Me lo sono chiesta, prendendo spunto da una notizia di qualche tempo fa il cui titolo recitava: “La storia di Sabina Berretta: “A Catania non ho ottenuto neppure il posto da bidella, oggi dirigo un centro di ricerca ad Harvard”
Ma bastava leggere l’articolo per rendersi conto che la Berretta da diplomata non aveva superato il concorso da bidella ma, dopo la laurea, aveva vinto quello decisamente più ambito per ottenere una borsa di studio dell’italianissimo CNR (Centro nazionale di ricerche), grazie alla quale aveva potuto studiare negli USA, dove poi era rimasta.
“Sabina è riuscita a vincere una borsa di ricerca per studiare un anno all’estero e scelse gli Stati Uniti. Vinsi una borsa del Cnr. Scelsi il Mit di Boston. Andò bene: scaduta la borsa, ero stimata e mi tennero.”
Un titolo quindi fuorviante.
Tuttavia, il giornale non può essere accusato di aver pubblicato una bufala poiché l’articolo chiarisce tutto. Ma quanti si fermano al titolo e non leggono oltre? Direi la maggior parte.
Già da qualche tempo ho notato una certa tendenza ad incoraggiare i nostri “cervelli” a fuggire all’estero da parte di testate giornalistiche che fanno capo e sostengono gli interessi di grandi gruppi industriali.
Spesso arrivano persino a raccontare vere e proprie bufale. Come la notizia di un medico che non aveva trovato lavoro in Italia e in Inghilterra era diventato primario di un ospedale, oppure quella di un giovane laureato in lettere che non aveva superato il concorso per diventare insegnante ed aveva poi ottenuto una cattedra di italiano in una prestigiosa università di Cambridge.

▶ **Contenuto del dataset**
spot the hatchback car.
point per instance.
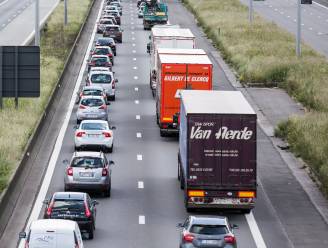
(113, 31)
(94, 134)
(74, 206)
(107, 42)
(99, 61)
(89, 171)
(104, 50)
(207, 232)
(92, 108)
(105, 80)
(101, 24)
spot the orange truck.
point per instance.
(176, 72)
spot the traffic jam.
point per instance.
(216, 133)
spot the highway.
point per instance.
(284, 13)
(20, 15)
(146, 202)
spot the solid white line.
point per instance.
(140, 185)
(59, 142)
(257, 236)
(142, 220)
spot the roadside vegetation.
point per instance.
(17, 126)
(263, 55)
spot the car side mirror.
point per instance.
(22, 235)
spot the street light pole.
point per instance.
(37, 28)
(250, 11)
(298, 33)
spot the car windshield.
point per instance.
(101, 78)
(68, 205)
(92, 92)
(94, 126)
(92, 102)
(90, 162)
(209, 229)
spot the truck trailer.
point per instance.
(217, 150)
(177, 72)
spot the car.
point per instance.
(99, 61)
(206, 232)
(106, 41)
(91, 91)
(75, 206)
(140, 11)
(52, 233)
(106, 80)
(113, 31)
(88, 171)
(104, 50)
(101, 24)
(92, 108)
(94, 134)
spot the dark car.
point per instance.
(107, 41)
(113, 31)
(76, 206)
(104, 50)
(207, 232)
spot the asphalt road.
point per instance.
(146, 202)
(284, 13)
(19, 15)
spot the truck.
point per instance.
(177, 72)
(155, 12)
(217, 150)
(167, 37)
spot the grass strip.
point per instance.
(263, 54)
(18, 125)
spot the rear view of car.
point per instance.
(89, 171)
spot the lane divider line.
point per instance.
(59, 142)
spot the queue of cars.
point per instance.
(67, 214)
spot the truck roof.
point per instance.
(184, 59)
(215, 102)
(181, 51)
(172, 32)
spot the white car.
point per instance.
(105, 80)
(53, 233)
(94, 134)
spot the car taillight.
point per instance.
(230, 239)
(87, 210)
(69, 171)
(187, 237)
(104, 172)
(80, 134)
(107, 135)
(49, 209)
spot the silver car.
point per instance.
(207, 232)
(105, 80)
(94, 134)
(92, 108)
(88, 171)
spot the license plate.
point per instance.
(210, 242)
(86, 174)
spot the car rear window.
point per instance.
(209, 229)
(63, 204)
(101, 78)
(94, 126)
(92, 162)
(91, 102)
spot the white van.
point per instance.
(53, 233)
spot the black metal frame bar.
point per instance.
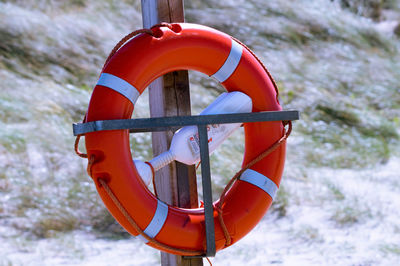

▶ **Compiti da svolgere**
[1] Secondo il brano riportato, quale ente italiano ha assegnato la borsa di studio a Sabina Berretta?
[2] Indica se ciascuna affermazione concorda con il brano riportato e cita le parole decisive del testo.
(a) Da diplomata, la Berretta aveva superato il concorso da bidella.
(b) Per studiare all'estero, la Berretta scelse il Mit di Boston.
(c) Secondo l'autrice, la maggior parte dei lettori va oltre il titolo.
[3] Elenca, per favore, tutte le università e gli enti di ricerca nominati nel brano riportato.
Le righe del dataset non hanno alcun ruolo in questo lavoro.

▶ **Risposte**
[1] Il CNR (Centro nazionale di ricerche).

[2]
(a) No: "da diplomata non aveva superato il concorso da bidella".
(b) Sì: "Scelsi il Mit di Boston."
(c) No: "Ma quanti si fermano al titolo e non leggono oltre? Direi la maggior parte."

[3]
- Harvard
- CNR (Centro nazionale di ricerche)
- Mit di Boston
- una prestigiosa università di Cambridge